TEXT EXCERPT:
++++
- Heliene Inc. secures a $54 million investment from Transition Equity Partners to expand its solar manufacturing capacity and create over 150 jobs.
- The company has established key agreements, including a 2.0 GW supply deal with Excelsior Energy Capital and a 1.5 GW agreement with Nexamp, enhancing its market position.
- Leveraging the Inflation Reduction Act, Heliene aims to boost its capacity to 1.5 GW annually, promoting energy independence and reducing reliance on imports.
Heliene Inc., a North American photovoltaic (PV) solar module manufacturer, has announced a strategic investment of $54 million from Transition Equity Partners (TEP). This funding aims to expand Heliene’s domestic production and strengthen its North American solar market position. The investment will create over 150 jobs and increase annual production to 1.5 gigawatts (GW).
This investment follows Heliene’s $170 million fundraising round in 2023, which included support from Orion Infrastructure Capital and several key customers. The new capital will facilitate the development of a 550 MW production line in Rogers, Minnesota, marking a crucial step in the company’s growth.
++++
Natural-language object grounding data:
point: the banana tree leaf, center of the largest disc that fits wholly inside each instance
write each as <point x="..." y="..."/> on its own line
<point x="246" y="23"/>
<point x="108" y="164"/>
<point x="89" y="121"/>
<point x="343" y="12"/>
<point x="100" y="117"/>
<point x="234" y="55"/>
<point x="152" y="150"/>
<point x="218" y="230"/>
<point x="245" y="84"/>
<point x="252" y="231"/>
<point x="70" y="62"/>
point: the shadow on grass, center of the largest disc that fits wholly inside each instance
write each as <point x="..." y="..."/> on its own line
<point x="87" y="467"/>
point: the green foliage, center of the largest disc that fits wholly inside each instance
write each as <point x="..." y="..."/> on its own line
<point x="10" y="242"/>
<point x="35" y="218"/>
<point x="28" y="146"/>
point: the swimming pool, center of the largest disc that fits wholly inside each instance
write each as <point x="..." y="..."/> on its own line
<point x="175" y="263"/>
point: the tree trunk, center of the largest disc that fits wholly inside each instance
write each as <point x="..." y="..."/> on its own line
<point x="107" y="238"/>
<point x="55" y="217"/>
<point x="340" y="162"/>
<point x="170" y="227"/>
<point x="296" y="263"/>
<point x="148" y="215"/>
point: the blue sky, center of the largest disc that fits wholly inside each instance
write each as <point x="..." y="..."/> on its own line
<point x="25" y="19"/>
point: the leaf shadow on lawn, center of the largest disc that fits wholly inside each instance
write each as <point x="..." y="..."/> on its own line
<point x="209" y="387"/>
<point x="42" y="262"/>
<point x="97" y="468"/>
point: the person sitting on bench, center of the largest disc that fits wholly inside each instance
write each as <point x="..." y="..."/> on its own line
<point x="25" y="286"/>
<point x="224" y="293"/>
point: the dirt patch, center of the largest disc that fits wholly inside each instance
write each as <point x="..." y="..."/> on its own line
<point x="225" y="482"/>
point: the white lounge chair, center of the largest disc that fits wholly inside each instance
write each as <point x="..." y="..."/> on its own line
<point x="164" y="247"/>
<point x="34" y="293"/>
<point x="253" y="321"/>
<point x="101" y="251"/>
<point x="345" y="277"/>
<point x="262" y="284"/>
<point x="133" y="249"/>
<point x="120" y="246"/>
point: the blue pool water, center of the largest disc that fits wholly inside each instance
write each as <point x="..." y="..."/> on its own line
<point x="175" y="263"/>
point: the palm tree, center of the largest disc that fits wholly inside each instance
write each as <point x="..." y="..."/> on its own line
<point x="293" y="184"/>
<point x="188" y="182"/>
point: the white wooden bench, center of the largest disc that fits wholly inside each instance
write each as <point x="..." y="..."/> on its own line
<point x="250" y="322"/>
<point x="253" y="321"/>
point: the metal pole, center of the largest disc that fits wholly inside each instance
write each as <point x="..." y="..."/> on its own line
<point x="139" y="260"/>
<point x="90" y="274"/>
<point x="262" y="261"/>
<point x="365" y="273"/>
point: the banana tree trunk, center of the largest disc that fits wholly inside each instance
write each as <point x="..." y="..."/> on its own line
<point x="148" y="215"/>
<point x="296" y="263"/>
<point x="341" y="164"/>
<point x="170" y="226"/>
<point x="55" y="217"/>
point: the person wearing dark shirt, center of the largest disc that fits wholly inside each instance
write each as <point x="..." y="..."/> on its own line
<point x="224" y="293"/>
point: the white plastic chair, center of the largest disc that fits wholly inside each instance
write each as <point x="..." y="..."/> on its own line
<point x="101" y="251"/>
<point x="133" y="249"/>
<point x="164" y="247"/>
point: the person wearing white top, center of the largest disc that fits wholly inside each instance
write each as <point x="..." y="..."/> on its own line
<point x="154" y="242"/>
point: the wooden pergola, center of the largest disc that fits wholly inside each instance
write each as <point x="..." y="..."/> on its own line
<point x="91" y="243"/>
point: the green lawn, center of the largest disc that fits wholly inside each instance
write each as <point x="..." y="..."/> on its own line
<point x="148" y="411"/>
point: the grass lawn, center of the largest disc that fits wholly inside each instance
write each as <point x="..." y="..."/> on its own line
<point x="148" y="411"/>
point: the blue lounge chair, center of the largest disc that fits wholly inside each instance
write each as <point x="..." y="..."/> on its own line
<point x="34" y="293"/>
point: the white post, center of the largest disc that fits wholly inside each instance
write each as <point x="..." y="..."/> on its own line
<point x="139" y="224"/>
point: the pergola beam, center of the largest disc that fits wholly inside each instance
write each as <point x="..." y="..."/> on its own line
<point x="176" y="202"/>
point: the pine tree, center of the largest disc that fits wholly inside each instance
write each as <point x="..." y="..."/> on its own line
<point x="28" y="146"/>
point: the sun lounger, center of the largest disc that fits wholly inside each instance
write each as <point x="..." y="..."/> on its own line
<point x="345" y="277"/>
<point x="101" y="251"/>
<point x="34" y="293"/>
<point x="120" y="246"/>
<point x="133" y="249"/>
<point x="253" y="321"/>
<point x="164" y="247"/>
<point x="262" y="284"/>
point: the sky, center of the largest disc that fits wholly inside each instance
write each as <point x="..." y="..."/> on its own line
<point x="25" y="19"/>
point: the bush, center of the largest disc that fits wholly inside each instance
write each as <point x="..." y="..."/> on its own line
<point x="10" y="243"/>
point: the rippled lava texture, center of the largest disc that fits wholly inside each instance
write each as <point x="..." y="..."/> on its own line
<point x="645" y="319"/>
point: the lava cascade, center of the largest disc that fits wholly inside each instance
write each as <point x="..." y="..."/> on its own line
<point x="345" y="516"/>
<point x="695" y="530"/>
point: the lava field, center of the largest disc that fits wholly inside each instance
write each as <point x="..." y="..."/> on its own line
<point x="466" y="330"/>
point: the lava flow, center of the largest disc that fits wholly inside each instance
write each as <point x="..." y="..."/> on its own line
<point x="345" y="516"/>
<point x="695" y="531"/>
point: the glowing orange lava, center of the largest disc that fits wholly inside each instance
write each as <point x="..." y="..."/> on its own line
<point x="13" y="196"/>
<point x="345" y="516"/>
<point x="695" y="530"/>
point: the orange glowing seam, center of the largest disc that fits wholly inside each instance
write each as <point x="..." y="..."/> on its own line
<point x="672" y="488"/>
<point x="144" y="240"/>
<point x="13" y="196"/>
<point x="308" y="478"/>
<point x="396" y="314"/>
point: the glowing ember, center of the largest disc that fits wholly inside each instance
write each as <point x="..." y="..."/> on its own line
++++
APPLY WHAT YOU READ:
a – According to the text on Heliene's solar investment, where will the new 550 MW production line be built?
b – Pick up the text on Heliene's solar investment after its last sentence and keep writing.
You won't need the records for this.

TASK ANSWERS:
a – Rogers, Minnesota.

b –
Heliene benefits from strategic, solid partnerships that will aid in this expansion. The company has a 2.0 GW supply agreement with Excelsior Energy Capital and a 1.5 GW deal with Nexamp. US Secretary of Energy Jennifer M. Granholm emphasized the significance of these partnerships. She said the investment would “stimulate American manufacturing and create jobs while lowering families’ energy bills.”
Heliene plans to maximise its growth by leveraging the Inflation Reduction Act (IRA). The company intends to capitalise on the 45X production tax credit. In addition, its customers will benefit from the Domestic Content Adder (DCA). This strategy enhances Heliene’s competitive edge and fortifies the domestic solar supply chain.
To further strengthen its US solar supply chain, Heliene partners with various companies. These collaborations include Suniva for U.S.-made solar cells and SOLARCYCLE for solar glass. OMCO Solar will serve as a domestic racking partner. Additionally, Heliene works with Premier Energies on a cell manufacturing joint venture and NorSun for domestic wafer production.
These initiatives prove vital for diversifying and securing the US solar supply chain. They aim to reduce reliance on imports and promote energy independence.
Martin Pochtaruk, Heliene’s CEO, described the investment as a critical milestone. He noted that it empowers the company to deliver high-quality, domestically produced solar modules that drive the clean energy transition.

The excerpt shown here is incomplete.